Data listing:
>> Begin
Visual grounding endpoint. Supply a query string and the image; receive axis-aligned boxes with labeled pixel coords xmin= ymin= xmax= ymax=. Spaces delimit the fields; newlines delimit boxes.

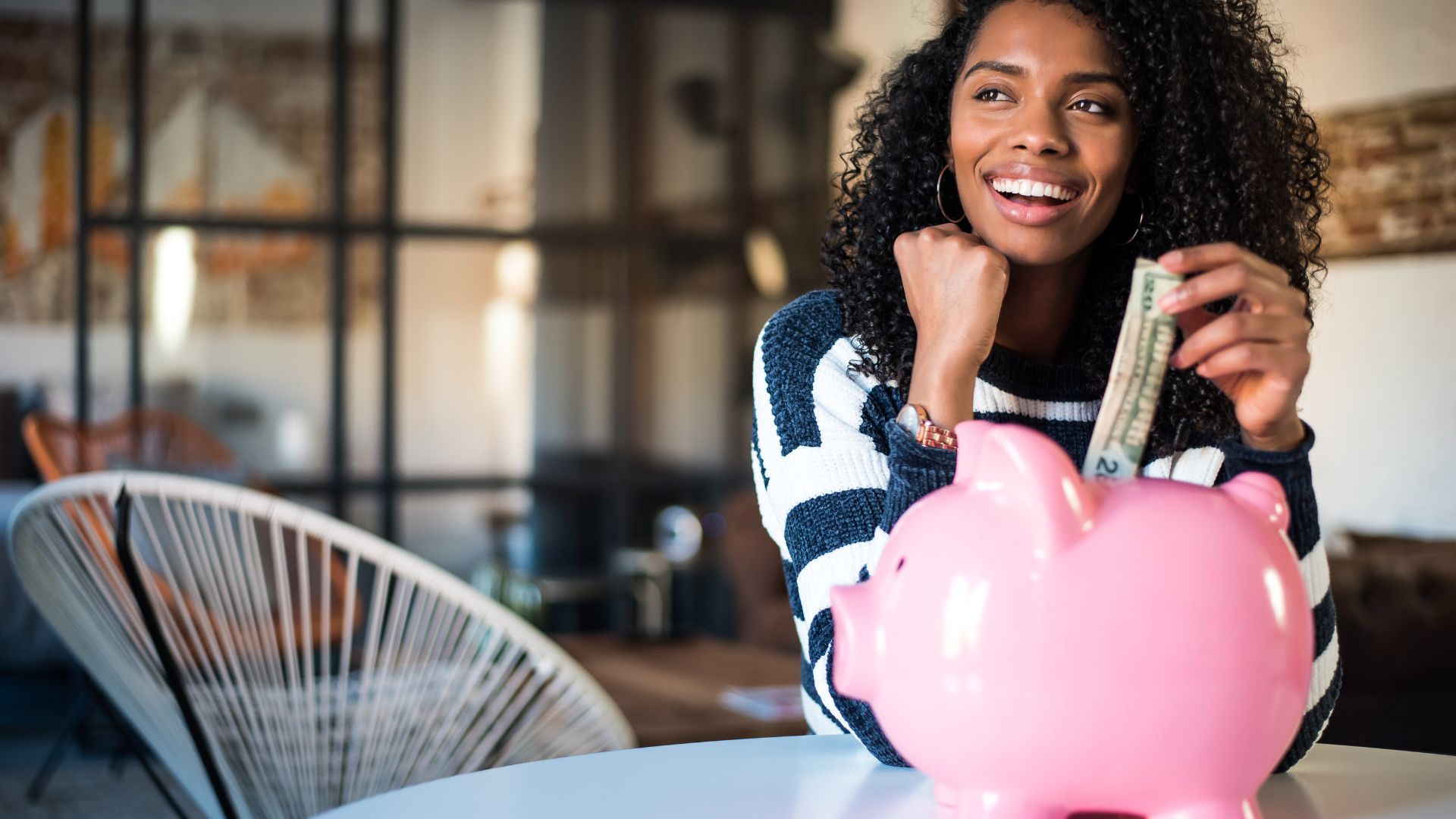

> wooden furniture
xmin=20 ymin=410 xmax=250 ymax=491
xmin=11 ymin=472 xmax=633 ymax=819
xmin=552 ymin=634 xmax=808 ymax=746
xmin=325 ymin=736 xmax=1456 ymax=819
xmin=20 ymin=410 xmax=356 ymax=645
>> End
Edit the entries above so that every "query string" becomes "search phrase", with everything else left the same. Leave the pictures out of your answer.

◆ **WRITTEN ANSWER**:
Visual grounding endpoint. Supply a search phrase and the image; receive axis-aligned boxes with labeled pixel coords xmin= ymin= xmax= ymax=. Spaces delimit the fields; newlines delimit boxes.


> wooden furniture
xmin=20 ymin=410 xmax=250 ymax=491
xmin=11 ymin=472 xmax=633 ymax=819
xmin=552 ymin=634 xmax=808 ymax=746
xmin=325 ymin=736 xmax=1456 ymax=819
xmin=20 ymin=410 xmax=356 ymax=645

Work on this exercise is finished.